◆ **Task requirements**: Take the line that contains "Mark each instance of the forehead" and every line after it in the material below, and quote them exactly.

----- Data entries -----

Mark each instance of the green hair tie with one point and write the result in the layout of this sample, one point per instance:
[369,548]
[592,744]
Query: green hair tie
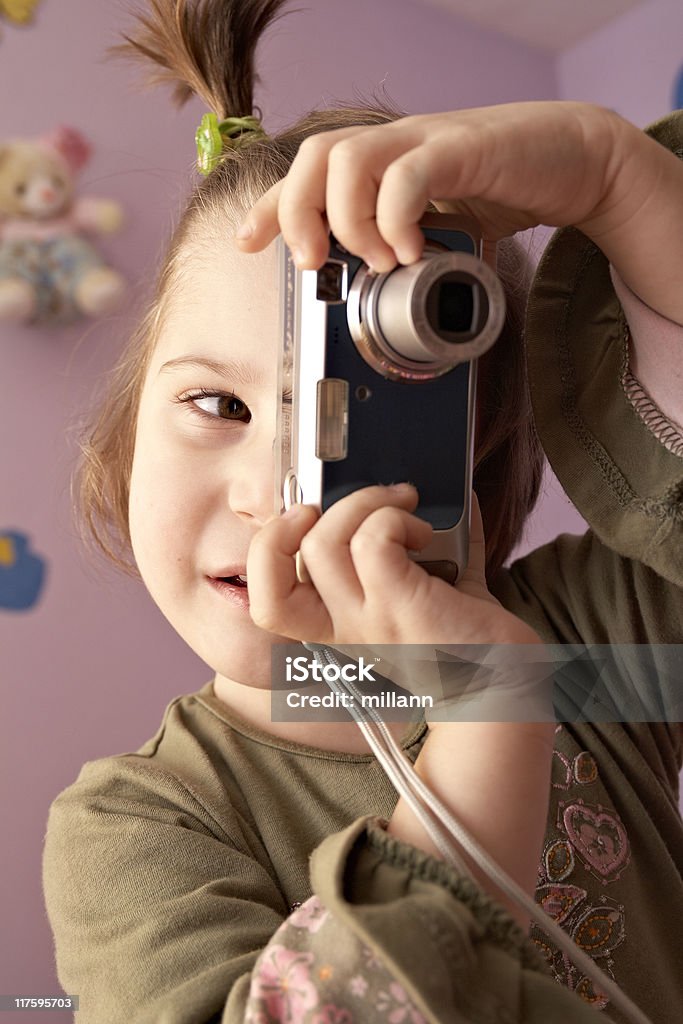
[213,136]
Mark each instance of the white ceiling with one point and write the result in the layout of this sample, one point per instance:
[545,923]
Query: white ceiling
[548,25]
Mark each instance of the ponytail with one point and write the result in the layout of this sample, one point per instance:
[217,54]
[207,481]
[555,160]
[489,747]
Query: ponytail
[203,47]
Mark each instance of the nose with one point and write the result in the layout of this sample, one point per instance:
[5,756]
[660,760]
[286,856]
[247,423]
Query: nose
[252,488]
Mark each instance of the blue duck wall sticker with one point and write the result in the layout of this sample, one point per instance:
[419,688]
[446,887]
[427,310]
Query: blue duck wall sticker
[678,91]
[22,572]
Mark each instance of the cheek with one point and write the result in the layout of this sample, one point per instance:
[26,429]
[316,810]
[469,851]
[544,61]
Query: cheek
[162,513]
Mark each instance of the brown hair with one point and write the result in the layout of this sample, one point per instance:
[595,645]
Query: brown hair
[208,47]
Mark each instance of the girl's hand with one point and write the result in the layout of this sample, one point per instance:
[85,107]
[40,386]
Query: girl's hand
[365,589]
[511,167]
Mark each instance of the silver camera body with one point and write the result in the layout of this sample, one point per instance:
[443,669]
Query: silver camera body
[378,379]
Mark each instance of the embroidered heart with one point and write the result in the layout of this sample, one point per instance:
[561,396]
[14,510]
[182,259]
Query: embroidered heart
[599,838]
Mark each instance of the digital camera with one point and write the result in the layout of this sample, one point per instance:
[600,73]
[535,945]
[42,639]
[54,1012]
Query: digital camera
[378,377]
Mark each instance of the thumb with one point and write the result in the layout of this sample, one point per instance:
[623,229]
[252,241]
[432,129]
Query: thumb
[476,562]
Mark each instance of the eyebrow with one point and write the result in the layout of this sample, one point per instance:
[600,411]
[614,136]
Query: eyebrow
[237,370]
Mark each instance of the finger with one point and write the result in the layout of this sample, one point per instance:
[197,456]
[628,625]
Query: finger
[302,200]
[278,602]
[356,168]
[476,561]
[260,225]
[326,548]
[379,549]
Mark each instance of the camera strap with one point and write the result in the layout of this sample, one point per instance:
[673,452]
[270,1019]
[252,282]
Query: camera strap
[452,839]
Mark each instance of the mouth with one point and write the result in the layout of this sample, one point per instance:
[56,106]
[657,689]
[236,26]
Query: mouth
[235,581]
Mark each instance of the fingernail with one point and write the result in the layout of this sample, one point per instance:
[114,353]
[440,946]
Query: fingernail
[404,255]
[401,486]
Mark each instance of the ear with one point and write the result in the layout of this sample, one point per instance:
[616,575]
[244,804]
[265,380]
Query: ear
[71,145]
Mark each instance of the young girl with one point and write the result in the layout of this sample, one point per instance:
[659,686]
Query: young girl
[237,868]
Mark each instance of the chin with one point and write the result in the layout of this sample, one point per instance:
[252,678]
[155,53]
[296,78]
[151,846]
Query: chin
[244,658]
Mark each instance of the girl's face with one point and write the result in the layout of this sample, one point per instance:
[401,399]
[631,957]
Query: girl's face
[203,471]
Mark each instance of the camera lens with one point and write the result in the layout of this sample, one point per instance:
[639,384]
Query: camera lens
[419,322]
[451,308]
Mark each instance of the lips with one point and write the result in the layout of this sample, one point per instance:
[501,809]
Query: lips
[235,581]
[233,574]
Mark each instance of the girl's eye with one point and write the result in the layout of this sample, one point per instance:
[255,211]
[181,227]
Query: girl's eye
[217,406]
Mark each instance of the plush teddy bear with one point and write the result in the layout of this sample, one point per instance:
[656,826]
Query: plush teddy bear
[49,272]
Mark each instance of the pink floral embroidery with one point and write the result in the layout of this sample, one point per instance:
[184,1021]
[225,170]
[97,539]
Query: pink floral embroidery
[310,914]
[357,985]
[330,1014]
[403,1010]
[282,981]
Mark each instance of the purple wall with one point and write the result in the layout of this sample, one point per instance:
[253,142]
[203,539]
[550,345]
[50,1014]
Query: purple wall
[89,670]
[631,65]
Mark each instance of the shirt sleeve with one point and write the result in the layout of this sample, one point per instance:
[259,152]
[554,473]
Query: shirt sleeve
[159,915]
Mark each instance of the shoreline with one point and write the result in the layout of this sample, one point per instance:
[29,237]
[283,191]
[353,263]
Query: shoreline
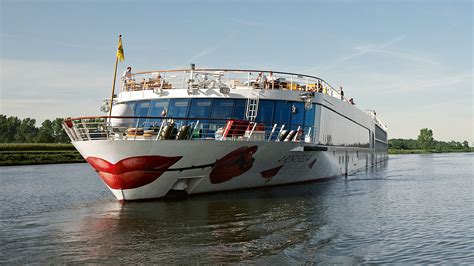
[18,154]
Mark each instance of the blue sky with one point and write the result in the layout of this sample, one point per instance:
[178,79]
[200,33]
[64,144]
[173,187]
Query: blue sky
[409,60]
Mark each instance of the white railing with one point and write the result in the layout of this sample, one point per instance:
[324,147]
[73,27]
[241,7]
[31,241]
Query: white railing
[226,78]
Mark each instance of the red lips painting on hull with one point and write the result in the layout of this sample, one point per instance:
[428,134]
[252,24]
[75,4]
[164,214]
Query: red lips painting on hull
[132,172]
[270,173]
[233,164]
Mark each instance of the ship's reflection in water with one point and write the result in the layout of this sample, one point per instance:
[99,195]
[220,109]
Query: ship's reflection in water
[414,209]
[222,227]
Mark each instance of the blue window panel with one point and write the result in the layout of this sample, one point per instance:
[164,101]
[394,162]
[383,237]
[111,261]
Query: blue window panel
[178,108]
[239,109]
[222,108]
[158,106]
[142,108]
[297,114]
[309,116]
[132,105]
[156,109]
[282,113]
[200,108]
[265,111]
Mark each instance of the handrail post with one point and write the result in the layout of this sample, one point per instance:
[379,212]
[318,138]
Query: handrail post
[271,133]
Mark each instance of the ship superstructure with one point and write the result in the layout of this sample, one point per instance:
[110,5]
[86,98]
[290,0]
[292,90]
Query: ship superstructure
[205,130]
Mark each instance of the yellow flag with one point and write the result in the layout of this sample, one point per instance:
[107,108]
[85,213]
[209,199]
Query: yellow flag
[120,54]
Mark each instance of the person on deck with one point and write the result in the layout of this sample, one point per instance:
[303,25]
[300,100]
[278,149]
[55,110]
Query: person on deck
[261,80]
[271,81]
[127,74]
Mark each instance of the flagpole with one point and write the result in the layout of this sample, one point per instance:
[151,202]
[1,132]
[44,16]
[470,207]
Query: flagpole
[113,84]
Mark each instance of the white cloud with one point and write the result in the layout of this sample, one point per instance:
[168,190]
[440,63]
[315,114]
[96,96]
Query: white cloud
[41,90]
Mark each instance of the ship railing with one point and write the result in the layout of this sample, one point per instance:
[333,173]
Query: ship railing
[162,80]
[171,128]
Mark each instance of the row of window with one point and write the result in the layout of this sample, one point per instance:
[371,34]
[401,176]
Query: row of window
[269,111]
[380,134]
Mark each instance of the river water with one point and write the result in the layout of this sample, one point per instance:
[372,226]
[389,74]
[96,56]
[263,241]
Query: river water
[412,209]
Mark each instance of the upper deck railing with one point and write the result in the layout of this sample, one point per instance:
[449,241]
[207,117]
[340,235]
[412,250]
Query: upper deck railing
[205,78]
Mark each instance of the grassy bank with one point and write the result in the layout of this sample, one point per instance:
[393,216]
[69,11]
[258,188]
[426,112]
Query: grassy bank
[38,153]
[420,151]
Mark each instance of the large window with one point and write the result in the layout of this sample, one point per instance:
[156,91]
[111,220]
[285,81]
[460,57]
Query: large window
[297,114]
[289,113]
[239,109]
[178,108]
[222,108]
[159,107]
[141,110]
[340,131]
[200,108]
[265,111]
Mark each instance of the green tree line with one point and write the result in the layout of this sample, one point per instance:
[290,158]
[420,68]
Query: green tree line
[425,141]
[16,130]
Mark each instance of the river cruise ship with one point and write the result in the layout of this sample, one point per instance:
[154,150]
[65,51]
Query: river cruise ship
[196,131]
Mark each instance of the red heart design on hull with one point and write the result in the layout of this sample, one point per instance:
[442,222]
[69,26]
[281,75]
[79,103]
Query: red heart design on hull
[132,172]
[268,174]
[233,164]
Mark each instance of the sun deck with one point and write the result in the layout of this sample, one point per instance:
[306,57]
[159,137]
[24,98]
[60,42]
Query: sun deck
[194,79]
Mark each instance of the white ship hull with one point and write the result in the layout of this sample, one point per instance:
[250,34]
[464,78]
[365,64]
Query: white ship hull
[202,166]
[199,131]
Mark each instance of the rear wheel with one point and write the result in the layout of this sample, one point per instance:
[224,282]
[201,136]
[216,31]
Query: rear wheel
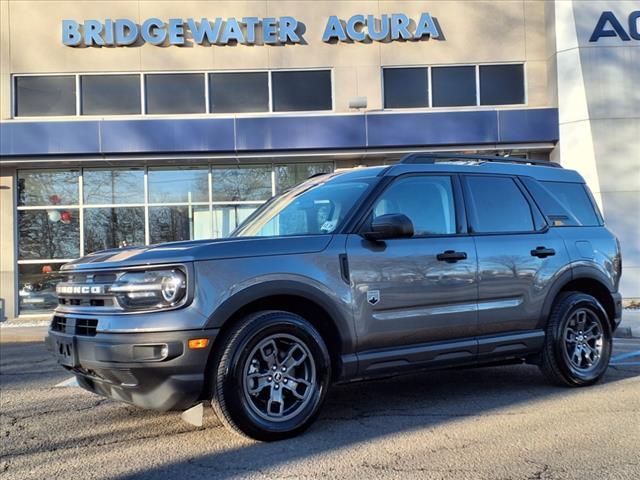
[272,374]
[578,341]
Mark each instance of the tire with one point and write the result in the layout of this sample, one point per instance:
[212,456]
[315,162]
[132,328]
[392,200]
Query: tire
[575,355]
[256,400]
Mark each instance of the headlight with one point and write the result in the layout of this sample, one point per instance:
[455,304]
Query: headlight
[150,289]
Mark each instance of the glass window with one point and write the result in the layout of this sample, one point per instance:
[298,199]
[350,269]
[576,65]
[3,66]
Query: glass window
[112,227]
[48,187]
[37,287]
[501,84]
[406,87]
[48,234]
[170,224]
[239,92]
[171,185]
[305,90]
[241,184]
[288,176]
[227,218]
[499,205]
[110,94]
[45,96]
[426,200]
[453,86]
[312,208]
[175,93]
[575,198]
[102,186]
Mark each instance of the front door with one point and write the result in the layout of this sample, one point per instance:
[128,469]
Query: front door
[410,292]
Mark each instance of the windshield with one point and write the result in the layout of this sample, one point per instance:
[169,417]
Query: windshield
[313,208]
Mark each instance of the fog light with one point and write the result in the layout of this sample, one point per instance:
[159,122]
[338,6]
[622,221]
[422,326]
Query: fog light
[198,343]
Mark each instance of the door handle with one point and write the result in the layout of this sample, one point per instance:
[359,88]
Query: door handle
[451,256]
[543,252]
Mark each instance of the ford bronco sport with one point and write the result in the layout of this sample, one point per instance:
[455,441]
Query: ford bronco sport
[437,261]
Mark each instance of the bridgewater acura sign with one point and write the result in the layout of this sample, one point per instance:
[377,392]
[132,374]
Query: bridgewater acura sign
[248,30]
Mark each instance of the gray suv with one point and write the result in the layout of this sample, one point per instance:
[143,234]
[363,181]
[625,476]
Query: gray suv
[437,261]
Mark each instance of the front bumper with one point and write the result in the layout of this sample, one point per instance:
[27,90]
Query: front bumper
[153,370]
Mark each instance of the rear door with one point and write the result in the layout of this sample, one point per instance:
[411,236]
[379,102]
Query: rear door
[411,291]
[518,255]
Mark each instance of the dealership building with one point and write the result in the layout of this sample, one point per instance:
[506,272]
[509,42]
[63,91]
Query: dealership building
[138,122]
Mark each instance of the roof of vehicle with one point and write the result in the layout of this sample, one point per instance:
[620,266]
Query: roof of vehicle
[463,163]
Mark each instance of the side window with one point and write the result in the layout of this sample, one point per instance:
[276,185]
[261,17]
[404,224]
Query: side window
[499,205]
[426,200]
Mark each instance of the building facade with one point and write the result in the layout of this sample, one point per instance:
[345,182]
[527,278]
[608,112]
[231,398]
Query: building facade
[138,122]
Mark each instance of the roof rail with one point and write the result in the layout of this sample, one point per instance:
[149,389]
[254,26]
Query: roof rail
[427,158]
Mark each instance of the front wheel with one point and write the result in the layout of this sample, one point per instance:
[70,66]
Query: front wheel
[578,341]
[271,376]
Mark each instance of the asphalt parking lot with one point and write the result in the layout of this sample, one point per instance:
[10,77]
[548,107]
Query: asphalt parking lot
[493,423]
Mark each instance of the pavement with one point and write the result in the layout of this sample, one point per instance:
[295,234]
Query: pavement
[489,423]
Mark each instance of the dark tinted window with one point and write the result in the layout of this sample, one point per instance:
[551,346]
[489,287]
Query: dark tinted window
[43,96]
[175,93]
[574,197]
[501,84]
[453,86]
[301,91]
[406,87]
[499,205]
[427,201]
[239,92]
[110,94]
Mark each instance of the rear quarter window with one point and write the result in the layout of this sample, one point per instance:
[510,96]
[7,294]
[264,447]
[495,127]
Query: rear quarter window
[575,198]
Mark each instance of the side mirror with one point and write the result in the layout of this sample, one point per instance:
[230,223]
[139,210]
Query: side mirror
[392,225]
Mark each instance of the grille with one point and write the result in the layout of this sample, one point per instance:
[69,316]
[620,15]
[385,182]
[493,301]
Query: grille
[76,326]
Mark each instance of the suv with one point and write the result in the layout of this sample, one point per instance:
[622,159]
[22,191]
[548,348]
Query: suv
[437,261]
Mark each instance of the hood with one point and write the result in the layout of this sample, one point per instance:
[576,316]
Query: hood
[199,250]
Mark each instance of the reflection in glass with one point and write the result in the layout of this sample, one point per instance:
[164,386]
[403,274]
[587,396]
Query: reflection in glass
[241,184]
[168,185]
[175,93]
[46,95]
[170,224]
[235,92]
[102,186]
[110,94]
[303,90]
[113,227]
[48,234]
[37,287]
[227,218]
[288,176]
[47,187]
[406,87]
[453,86]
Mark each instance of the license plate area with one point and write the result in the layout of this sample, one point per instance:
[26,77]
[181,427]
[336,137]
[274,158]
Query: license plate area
[66,352]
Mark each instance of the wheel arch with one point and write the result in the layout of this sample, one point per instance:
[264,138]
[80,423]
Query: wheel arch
[301,299]
[586,280]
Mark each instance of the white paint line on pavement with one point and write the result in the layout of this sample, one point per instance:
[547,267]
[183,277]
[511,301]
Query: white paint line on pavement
[72,382]
[624,356]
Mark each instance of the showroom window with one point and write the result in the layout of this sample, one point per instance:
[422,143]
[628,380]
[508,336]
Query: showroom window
[303,90]
[65,214]
[454,86]
[110,94]
[42,96]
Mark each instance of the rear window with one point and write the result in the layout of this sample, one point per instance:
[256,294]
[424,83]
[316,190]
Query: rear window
[575,198]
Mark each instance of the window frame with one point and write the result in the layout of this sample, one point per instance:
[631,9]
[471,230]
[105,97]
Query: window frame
[364,223]
[536,215]
[478,105]
[143,104]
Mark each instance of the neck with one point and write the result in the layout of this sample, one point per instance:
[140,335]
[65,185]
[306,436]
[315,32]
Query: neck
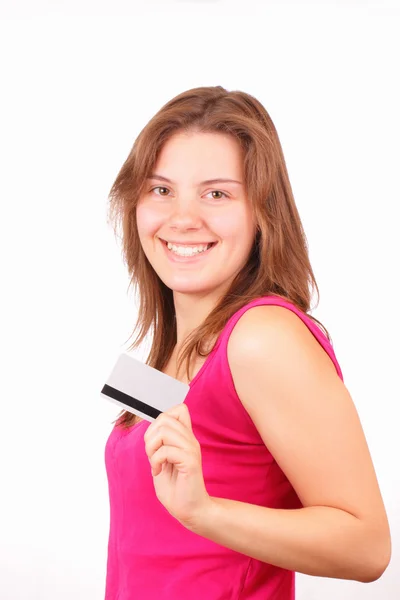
[191,310]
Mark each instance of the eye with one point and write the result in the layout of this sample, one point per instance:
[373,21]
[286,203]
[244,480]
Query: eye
[159,187]
[218,192]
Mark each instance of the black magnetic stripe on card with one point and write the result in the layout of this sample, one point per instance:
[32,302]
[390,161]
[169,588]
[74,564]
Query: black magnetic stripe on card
[146,409]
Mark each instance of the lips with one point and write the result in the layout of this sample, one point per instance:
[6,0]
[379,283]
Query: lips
[190,244]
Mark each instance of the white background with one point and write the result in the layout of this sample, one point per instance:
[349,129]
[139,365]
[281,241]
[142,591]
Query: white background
[79,80]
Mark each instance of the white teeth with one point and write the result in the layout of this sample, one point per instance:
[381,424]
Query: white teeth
[187,250]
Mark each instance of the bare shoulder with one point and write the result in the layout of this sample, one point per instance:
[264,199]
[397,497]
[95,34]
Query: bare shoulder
[304,413]
[276,334]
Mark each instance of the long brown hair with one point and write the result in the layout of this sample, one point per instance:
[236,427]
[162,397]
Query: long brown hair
[278,263]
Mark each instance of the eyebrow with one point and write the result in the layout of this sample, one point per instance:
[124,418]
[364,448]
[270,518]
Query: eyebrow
[206,182]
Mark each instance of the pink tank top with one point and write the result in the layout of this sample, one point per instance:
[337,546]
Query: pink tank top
[151,556]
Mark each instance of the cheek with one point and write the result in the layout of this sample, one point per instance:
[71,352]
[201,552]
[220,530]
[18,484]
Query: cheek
[148,221]
[233,225]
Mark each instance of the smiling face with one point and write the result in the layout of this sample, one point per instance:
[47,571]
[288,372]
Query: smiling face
[197,234]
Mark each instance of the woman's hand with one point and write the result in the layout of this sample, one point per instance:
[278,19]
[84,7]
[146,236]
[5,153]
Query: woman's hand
[175,459]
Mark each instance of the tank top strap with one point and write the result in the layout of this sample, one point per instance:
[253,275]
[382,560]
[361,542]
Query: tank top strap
[278,301]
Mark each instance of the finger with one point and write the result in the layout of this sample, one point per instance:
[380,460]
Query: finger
[168,420]
[181,459]
[181,413]
[167,436]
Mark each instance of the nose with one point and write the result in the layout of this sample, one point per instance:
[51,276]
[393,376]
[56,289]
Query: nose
[184,214]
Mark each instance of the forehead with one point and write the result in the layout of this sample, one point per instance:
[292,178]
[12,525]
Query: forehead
[200,156]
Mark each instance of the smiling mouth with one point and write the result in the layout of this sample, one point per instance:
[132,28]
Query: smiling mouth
[187,250]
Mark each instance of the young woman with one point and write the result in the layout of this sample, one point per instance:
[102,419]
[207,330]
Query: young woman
[264,470]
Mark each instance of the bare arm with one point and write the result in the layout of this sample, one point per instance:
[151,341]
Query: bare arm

-----

◆ **Task answer**:
Mark each instance of the forehead with one point and write the result in the layout of this sample, one point per instance:
[292,178]
[12,525]
Query: forehead
[200,156]
Mark each instance of the smiling mouth with one point and write the result in the layout of this sample, one point per instance:
[132,28]
Query: smiling mouth
[187,250]
Mark each instance of the young woman with one point and write the result in the layout of this sample, one point per instance:
[102,419]
[207,330]
Query: young woman
[264,470]
Mark each instance of the bare arm with one point and write the result in the layout of this sample, one point per instance:
[151,341]
Query: bare arm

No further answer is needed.